What the exercise asks
Reproduce the text below on NERF and the ME between "The NERF components" and "can be removed.", inclusive.

Text provided
* * * * *
The NERF components are a de-blobbed ME ROM and a UEFI ROM that has been reduced to its most basic parts; in addition, SMM has been disabled or vectored to Linux where that is needed. On top of that runs a Linux kernel with a Go-based user space (u-root). He noted that the project is particularly interested in any Go programmers who want to contribute to just that piece.
They would prefer to remove the ME entirely, but that simply is not an option. If you remove it, the system may not boot, power on, or, if it does power on, it may shut down again in 30 minutes. But there is some good news: the ME has multiple components and most of them can be removed.
He pointed to the me_cleaner project that will process an ME ROM to remove most of it. For example, on the MinnowMax, 5MB of the 8MB flash was used for the ME, but that was reduced to 300KB by me_cleaner. So you only need 300KB of the ME to boot Linux and that gets rid of all of the stuff you really don't want the ME to be doing anyway. The ME reduction is working for MinnowMax and a number of other boards, he said.
* * * * *
Raw data
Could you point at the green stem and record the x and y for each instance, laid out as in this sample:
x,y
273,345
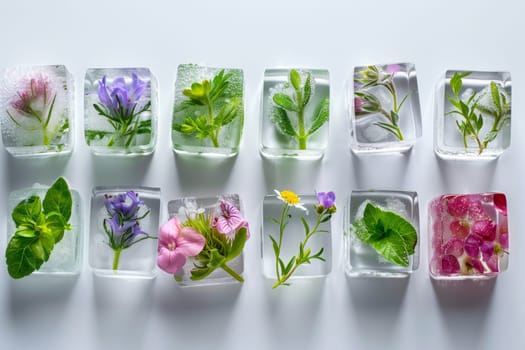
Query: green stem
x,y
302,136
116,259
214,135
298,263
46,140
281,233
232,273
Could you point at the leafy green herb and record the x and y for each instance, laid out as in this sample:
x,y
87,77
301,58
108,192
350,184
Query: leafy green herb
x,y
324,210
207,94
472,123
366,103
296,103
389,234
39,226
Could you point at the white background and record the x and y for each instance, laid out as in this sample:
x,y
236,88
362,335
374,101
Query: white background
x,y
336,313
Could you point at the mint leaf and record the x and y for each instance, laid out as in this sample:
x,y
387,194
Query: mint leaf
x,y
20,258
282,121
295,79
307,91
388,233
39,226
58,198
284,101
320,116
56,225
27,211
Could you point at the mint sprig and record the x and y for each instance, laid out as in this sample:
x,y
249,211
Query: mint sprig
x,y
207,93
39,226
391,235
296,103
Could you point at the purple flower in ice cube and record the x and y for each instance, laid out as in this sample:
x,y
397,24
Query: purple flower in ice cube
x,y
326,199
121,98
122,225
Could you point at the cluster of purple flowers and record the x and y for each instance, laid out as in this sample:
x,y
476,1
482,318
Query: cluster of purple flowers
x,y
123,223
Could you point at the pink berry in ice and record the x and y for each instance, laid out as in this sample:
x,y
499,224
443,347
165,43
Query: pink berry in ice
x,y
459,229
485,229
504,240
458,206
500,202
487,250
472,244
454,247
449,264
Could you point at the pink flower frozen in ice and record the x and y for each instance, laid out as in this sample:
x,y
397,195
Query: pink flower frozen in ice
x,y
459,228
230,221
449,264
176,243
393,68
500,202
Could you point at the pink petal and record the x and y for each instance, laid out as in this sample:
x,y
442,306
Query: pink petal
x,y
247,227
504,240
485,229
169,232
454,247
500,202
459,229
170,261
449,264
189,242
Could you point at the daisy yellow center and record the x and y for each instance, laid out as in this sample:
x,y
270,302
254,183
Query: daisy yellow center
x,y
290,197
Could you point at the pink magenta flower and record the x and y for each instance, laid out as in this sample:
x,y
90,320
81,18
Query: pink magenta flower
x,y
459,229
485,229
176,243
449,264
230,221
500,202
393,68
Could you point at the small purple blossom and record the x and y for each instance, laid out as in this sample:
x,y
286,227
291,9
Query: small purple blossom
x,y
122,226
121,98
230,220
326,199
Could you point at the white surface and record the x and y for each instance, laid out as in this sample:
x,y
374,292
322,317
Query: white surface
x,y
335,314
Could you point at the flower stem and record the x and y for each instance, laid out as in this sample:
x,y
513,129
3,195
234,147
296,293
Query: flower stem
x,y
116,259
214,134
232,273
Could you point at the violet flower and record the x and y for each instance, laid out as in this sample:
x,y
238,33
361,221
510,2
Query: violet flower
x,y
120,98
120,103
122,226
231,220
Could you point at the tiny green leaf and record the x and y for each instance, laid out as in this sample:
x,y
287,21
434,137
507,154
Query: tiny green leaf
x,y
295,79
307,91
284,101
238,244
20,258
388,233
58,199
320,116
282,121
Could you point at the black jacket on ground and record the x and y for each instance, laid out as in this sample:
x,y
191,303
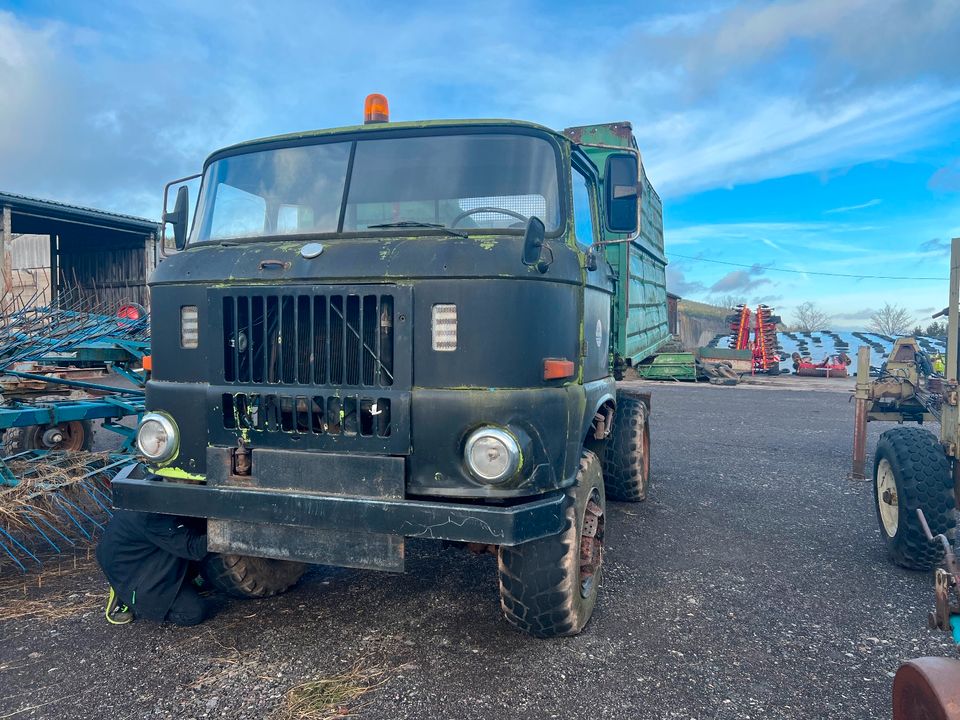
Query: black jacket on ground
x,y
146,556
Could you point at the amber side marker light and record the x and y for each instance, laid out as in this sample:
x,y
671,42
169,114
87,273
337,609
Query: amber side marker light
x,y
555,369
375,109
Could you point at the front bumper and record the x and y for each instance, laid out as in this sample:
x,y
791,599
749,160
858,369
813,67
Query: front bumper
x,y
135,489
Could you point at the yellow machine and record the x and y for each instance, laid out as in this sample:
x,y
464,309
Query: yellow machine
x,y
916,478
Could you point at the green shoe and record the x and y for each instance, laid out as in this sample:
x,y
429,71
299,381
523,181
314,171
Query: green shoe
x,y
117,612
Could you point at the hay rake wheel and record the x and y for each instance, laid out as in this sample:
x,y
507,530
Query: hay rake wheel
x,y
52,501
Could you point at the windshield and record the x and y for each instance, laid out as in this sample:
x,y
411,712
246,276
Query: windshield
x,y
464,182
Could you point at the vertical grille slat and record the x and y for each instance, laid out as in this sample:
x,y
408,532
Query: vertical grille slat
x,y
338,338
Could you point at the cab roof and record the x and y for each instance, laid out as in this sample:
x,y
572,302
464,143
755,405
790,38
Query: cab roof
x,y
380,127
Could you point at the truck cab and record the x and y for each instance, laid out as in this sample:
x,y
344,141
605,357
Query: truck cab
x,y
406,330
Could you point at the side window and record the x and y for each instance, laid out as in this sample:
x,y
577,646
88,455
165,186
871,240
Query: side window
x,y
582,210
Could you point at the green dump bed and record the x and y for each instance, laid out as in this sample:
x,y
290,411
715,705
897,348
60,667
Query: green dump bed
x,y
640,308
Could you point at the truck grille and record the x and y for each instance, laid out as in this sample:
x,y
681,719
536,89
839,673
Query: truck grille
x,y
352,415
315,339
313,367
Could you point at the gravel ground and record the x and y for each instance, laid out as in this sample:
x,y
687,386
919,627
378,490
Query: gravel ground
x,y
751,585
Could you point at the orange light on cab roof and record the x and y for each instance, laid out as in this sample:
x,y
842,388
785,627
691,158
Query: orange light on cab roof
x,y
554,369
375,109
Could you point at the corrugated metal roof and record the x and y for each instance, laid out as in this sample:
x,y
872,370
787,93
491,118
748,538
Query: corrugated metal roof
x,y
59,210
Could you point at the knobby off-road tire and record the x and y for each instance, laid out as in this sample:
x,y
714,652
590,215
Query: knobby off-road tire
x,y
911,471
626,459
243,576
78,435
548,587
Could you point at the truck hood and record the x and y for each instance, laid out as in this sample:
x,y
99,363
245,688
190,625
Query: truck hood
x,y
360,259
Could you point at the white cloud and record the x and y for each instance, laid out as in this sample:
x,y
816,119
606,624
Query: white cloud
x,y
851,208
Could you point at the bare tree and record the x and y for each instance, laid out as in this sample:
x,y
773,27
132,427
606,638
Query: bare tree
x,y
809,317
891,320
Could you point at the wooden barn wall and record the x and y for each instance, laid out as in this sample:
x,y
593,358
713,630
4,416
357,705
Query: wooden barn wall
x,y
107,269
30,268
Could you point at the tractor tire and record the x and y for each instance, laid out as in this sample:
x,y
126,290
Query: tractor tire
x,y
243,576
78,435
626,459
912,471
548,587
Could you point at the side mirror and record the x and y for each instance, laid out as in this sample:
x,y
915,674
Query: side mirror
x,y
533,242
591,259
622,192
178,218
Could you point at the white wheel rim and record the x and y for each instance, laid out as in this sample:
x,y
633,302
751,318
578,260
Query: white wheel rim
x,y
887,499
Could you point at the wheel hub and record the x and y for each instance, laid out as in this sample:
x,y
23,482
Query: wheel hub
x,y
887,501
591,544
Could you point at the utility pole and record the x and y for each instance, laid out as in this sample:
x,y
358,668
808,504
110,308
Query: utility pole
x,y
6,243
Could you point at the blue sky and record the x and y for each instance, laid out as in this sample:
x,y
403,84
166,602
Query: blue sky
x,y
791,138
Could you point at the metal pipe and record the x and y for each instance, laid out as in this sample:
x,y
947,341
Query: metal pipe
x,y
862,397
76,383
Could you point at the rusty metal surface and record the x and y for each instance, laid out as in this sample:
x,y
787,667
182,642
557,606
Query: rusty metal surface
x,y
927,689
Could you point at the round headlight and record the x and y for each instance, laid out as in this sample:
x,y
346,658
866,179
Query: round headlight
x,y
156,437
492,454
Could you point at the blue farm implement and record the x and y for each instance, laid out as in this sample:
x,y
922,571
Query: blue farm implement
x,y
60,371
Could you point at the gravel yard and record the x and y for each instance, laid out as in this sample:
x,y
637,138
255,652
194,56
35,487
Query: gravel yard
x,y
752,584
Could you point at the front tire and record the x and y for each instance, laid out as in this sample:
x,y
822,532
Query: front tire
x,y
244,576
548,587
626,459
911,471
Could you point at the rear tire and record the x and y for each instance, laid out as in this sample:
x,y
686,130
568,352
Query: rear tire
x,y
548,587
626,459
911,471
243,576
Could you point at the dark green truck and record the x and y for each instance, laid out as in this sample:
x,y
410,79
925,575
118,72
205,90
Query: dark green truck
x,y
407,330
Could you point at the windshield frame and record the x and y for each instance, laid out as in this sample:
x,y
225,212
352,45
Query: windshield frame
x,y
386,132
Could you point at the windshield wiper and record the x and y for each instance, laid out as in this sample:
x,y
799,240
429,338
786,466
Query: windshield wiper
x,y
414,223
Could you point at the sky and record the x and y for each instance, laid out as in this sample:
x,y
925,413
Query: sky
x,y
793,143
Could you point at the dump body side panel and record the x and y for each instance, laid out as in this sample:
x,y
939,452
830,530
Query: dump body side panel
* * * * *
Full solution
The NERF components are a de-blobbed ME ROM and a UEFI ROM that has been reduced to its most basic parts; in addition, SMM has been disabled or vectored to Linux where that is needed. On top of that runs a Linux kernel with a Go-based user space (u-root). He noted that the project is particularly interested in any Go programmers who want to contribute to just that piece.
They would prefer to remove the ME entirely, but that simply is not an option. If you remove it, the system may not boot, power on, or, if it does power on, it may shut down again in 30 minutes. But there is some good news: the ME has multiple components and most of them can be removed.